## Activity:
Repeat every entry in the listing below, exactly.

▼▼▼

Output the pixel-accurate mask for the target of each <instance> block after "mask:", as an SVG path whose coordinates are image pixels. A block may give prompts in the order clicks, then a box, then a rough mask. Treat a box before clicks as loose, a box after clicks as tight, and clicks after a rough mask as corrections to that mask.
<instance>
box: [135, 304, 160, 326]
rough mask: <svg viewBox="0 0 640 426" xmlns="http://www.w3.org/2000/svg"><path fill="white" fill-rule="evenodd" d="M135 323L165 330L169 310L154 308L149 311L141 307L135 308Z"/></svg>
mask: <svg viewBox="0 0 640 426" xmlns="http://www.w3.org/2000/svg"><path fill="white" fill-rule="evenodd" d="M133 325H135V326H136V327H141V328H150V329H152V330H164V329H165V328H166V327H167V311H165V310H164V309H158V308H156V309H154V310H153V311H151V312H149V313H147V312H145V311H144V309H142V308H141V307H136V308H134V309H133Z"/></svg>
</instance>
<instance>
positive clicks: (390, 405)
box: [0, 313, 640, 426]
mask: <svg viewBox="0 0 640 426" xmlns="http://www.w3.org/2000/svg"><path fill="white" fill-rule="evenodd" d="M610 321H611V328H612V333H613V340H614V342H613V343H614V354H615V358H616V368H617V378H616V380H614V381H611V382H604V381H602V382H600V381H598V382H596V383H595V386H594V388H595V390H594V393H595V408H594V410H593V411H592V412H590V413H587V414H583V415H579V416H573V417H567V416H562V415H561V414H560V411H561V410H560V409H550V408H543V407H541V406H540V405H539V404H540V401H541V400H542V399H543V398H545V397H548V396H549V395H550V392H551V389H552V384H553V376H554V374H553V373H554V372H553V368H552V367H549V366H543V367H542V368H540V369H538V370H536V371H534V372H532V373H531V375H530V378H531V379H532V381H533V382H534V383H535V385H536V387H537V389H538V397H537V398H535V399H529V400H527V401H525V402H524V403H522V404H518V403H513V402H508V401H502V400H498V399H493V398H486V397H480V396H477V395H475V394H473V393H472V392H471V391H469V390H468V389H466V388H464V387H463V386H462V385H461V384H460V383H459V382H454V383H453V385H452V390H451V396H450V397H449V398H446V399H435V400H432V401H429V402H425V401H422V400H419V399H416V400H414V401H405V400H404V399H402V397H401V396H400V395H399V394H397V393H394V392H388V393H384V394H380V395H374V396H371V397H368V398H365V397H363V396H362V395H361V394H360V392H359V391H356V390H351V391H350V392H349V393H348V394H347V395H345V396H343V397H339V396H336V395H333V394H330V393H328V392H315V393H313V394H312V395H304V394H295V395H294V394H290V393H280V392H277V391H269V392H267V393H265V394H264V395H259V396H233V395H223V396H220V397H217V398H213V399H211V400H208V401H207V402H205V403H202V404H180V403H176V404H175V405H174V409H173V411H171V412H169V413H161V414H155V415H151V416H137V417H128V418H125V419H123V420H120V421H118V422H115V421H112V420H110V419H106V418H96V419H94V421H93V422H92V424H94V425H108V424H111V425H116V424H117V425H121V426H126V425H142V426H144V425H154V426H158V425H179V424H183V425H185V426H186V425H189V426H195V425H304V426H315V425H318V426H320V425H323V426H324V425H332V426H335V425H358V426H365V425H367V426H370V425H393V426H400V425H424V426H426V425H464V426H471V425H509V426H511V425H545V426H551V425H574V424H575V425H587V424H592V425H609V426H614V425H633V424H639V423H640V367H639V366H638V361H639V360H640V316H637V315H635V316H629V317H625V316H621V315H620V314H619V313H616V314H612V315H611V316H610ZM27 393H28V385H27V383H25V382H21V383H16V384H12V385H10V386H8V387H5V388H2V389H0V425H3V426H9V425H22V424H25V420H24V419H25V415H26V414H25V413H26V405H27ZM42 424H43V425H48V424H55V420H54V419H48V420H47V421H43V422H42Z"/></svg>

▲▲▲

## Task answer:
Output the pixel-accurate mask for the target of each <instance> block after "mask:", as an SVG path whose coordinates are image pixels. A block may give prompts in the order clicks, then a box, then a rough mask. Treat a box before clicks as loose, a box after clicks as tight, and clicks after a rough mask as corrections to that mask.
<instance>
box: [135, 304, 160, 326]
rough mask: <svg viewBox="0 0 640 426" xmlns="http://www.w3.org/2000/svg"><path fill="white" fill-rule="evenodd" d="M135 323L165 330L169 310L154 308L149 311L141 307L135 308Z"/></svg>
mask: <svg viewBox="0 0 640 426" xmlns="http://www.w3.org/2000/svg"><path fill="white" fill-rule="evenodd" d="M133 325H135V326H136V327H141V328H150V329H152V330H164V329H165V328H166V327H167V311H165V310H164V309H158V308H156V309H154V310H153V311H151V312H149V313H147V312H145V311H144V309H142V308H141V307H136V308H134V309H133Z"/></svg>
</instance>
<instance>
positive clicks: (390, 405)
box: [0, 313, 640, 426]
mask: <svg viewBox="0 0 640 426" xmlns="http://www.w3.org/2000/svg"><path fill="white" fill-rule="evenodd" d="M610 321H611V328H612V333H613V340H614V342H613V343H614V354H615V358H616V368H617V378H616V380H614V381H611V382H604V381H602V382H600V381H598V382H596V383H595V386H594V388H595V390H594V393H595V408H594V410H593V411H592V412H590V413H587V414H583V415H579V416H573V417H567V416H562V415H561V414H560V411H561V410H560V409H550V408H543V407H541V406H540V405H539V404H540V401H541V400H542V399H543V398H545V397H548V396H549V395H550V392H551V389H552V384H553V376H554V374H553V373H554V372H553V368H552V367H549V366H543V367H542V368H540V369H538V370H536V371H534V372H532V373H531V375H530V378H531V379H532V381H533V382H534V383H535V385H536V387H537V389H538V397H537V398H535V399H529V400H527V401H525V402H524V403H522V404H518V403H513V402H508V401H502V400H498V399H493V398H486V397H480V396H477V395H475V394H473V393H472V392H471V391H469V390H468V389H466V388H464V387H463V386H462V385H461V384H460V383H459V382H454V383H453V385H452V390H451V396H450V397H449V398H446V399H435V400H432V401H429V402H425V401H422V400H419V399H416V400H414V401H405V400H404V399H402V397H401V396H400V395H399V394H397V393H394V392H388V393H384V394H380V395H374V396H371V397H368V398H365V397H363V396H362V395H361V394H360V392H359V391H356V390H351V391H350V392H349V393H348V394H347V395H345V396H343V397H339V396H336V395H333V394H330V393H328V392H315V393H313V394H312V395H304V394H295V395H294V394H290V393H280V392H277V391H269V392H267V393H265V394H264V395H259V396H233V395H223V396H220V397H217V398H213V399H211V400H208V401H207V402H205V403H202V404H180V403H176V404H175V405H174V409H173V411H171V412H169V413H161V414H155V415H151V416H137V417H128V418H125V419H123V420H120V421H118V422H115V421H112V420H110V419H106V418H96V419H94V421H93V422H92V424H94V425H108V424H111V425H116V424H117V425H121V426H126V425H142V426H144V425H154V426H158V425H179V424H183V425H185V426H186V425H189V426H195V425H304V426H315V425H318V426H320V425H323V426H324V425H332V426H335V425H358V426H365V425H367V426H370V425H393V426H400V425H424V426H426V425H464V426H471V425H509V426H511V425H545V426H551V425H574V424H575V425H587V424H592V425H609V426H614V425H633V424H639V423H640V367H639V366H638V361H639V360H640V316H637V315H635V316H629V317H625V316H621V315H620V314H619V313H616V314H612V315H611V316H610ZM27 393H28V385H27V383H25V382H21V383H16V384H12V385H10V386H8V387H5V388H2V389H0V425H3V426H9V425H22V424H25V420H24V419H25V415H26V414H25V413H26V405H27ZM42 424H43V425H48V424H55V420H54V419H48V420H47V421H43V422H42Z"/></svg>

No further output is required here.